What the task asks
Extend the Kaya Comer-Schwartz biography, picking up after its final sentence.

Supplied passage
——
Leader of Islington Council
- In office May 2021 – 24 October 2024
- Preceded by: Richard Watts
- Succeeded by: Una O'Halloran

Member of Islington London Borough Council for Junction
- In office 21 March 2013 – 24 October 2024
- Preceded by: Arthur Graves

Personal details
- Born: April 1986 (age 40) Islington, London
- Party: Labour
- Occupation: Politician

= Kaya Comer-Schwartz =

British politician

Kaya Comer-Schwartz (born April 1986) is a British politician who is currently Deputy Mayor of London for Policing and Crime. She was previously the Leader of Islington Council and the first black leader of Islington.

== Early life and career ==
Kaya Comer-Schwartz was born in Islington and is of Zimbabwean and Austrian-Jewish descent. She began her career in the charity sector, working with organisations such as the Centre for Mental Health, Shelter, World Jewish Relief, and The Women's Library.

== Islington Council ==
Comer-Schwartz's entry into politics began when she was elected to represent the Junction ward on the Islington Council at a by-election 2013. She was re-elected in 2014, 2018 and 2022.
——
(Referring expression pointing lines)
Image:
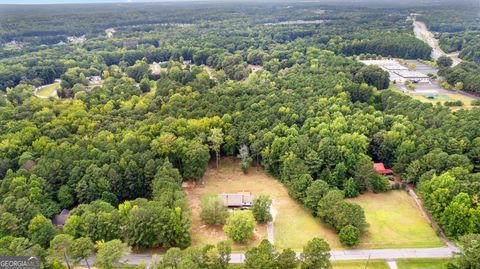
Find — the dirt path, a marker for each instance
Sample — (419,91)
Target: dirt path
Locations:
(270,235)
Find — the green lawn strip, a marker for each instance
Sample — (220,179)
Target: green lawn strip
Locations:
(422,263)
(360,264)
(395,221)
——
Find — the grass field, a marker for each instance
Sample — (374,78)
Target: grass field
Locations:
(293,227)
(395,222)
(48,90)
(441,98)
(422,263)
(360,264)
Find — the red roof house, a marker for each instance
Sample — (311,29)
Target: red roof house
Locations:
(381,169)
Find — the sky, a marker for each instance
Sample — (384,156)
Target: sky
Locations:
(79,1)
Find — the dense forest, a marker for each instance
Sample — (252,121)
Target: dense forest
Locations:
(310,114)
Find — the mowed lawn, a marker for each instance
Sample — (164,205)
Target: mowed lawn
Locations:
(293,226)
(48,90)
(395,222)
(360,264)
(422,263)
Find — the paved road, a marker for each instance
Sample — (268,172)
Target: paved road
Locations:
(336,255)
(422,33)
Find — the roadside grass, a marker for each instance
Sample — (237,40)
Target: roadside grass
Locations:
——
Result of the exercise
In 2020, she became the first black deputy leader of Islington Council. In her work as deputy leader she focused on welfare improvements for children, young people, and families.

In May 2021, Comer-Schwartz was appointed Leader of Islington Council, becoming the first black woman to hold this position. Her leadership occurred during the COVID-19 pandemic.

In July 2023, Comer-Schwartz supported Islington Council's recognition of the IRA leader Michael Collins, who lived in Islington in the early 20th century.

The BBC reported that she had been asked to stand against Jeremy Corbyn for the seat of Islington North in the July 2024 United Kingdom general election, but she refused.

==Deputy mayor for policing and crime==
On 11 October 2024, it was announced that she would resign as council leader to replace Sophie Linden as Deputy Mayor of London for Policing and Crime at City Hall.

During her confirmation hearing, Comer-Schwartz was questioned by Susan Hall about a social-media post in which she had described Hall as a "racist". Comer-Schwartz apologised for the language used. She was also questioned about her support for an Islington Council motion opposing the Metropolitan Police's use of live facial recognition, which she confirmed she had supported.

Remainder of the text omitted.